- Written request 1
Put the rows below into a Markdown table with the columns Number and Entry, starting with the row line that contains "class: bee's compound eye => detect" and going on through the last line of the rows, both included. Leave out blank lines.

- Text shown
>>>>

It seems (to me) that

  • A one-sentence answer to your first question is "Nothing is explicitly known about this, and yet in the literature results are waiting for you, notably results of Mader, with which you can prove that MSC admit practical isomorphism testing."
  • Yet (without having looked into the matter closely), my conjecture is that isomorphism of $n$-vertex MSC can be checked in time polynomial in $n$, and even practically so, and the mathematical essence of why this is so is contained in

Wolfgang Mader : Minimal n-fach zusammenhängende Digraphen. Journal of Combinatorial Theory B, Volume 38, Issue 2, April 1985, Pages 102-117

Why? Very briefly, the reason for my conjecture is that

  • Mader gives a proof of structural properties of MSC (in the direction of 'tree-likeness of certain substructures' and also of sparsity), properties which you can probably put to use, if you combine these structure theorems with the very well studied topics of

  • isomorphism testing for bounded-degree undirected graphs

  • isomorphism testing for tree-like graphs

to write out a full proof of the above conjecture.

<<<<

- Written request 2
In the text above on isomorphism testing of MSC, which journal published Mader's paper?

- Data extract
>>>>

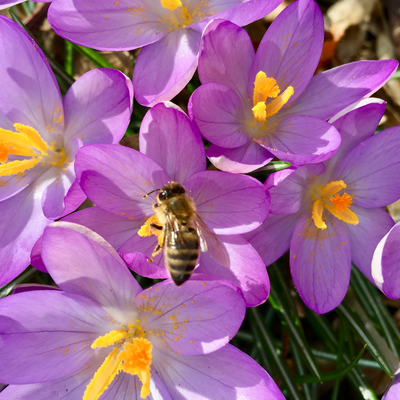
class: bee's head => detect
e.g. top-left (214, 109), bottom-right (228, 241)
top-left (158, 182), bottom-right (185, 201)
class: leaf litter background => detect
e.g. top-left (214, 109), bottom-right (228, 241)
top-left (0, 0), bottom-right (400, 400)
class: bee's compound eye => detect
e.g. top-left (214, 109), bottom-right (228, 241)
top-left (158, 190), bottom-right (170, 200)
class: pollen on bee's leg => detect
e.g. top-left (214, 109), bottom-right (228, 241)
top-left (138, 215), bottom-right (160, 237)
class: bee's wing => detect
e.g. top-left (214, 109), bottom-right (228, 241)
top-left (164, 212), bottom-right (197, 249)
top-left (195, 214), bottom-right (230, 267)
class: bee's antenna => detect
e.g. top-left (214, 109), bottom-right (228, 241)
top-left (142, 189), bottom-right (161, 199)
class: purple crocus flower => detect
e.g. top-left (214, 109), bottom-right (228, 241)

<<<<

- Result 1
| Number | Entry |
|---|---|
| 1 | class: bee's compound eye => detect |
| 2 | e.g. top-left (214, 109), bottom-right (228, 241) |
| 3 | top-left (158, 190), bottom-right (170, 200) |
| 4 | class: pollen on bee's leg => detect |
| 5 | e.g. top-left (214, 109), bottom-right (228, 241) |
| 6 | top-left (138, 215), bottom-right (160, 237) |
| 7 | class: bee's wing => detect |
| 8 | e.g. top-left (214, 109), bottom-right (228, 241) |
| 9 | top-left (164, 212), bottom-right (197, 249) |
| 10 | top-left (195, 214), bottom-right (230, 267) |
| 11 | class: bee's antenna => detect |
| 12 | e.g. top-left (214, 109), bottom-right (228, 241) |
| 13 | top-left (142, 189), bottom-right (161, 199) |
| 14 | class: purple crocus flower => detect |
| 15 | e.g. top-left (214, 109), bottom-right (228, 241) |

- Result 2
Journal of Combinatorial Theory B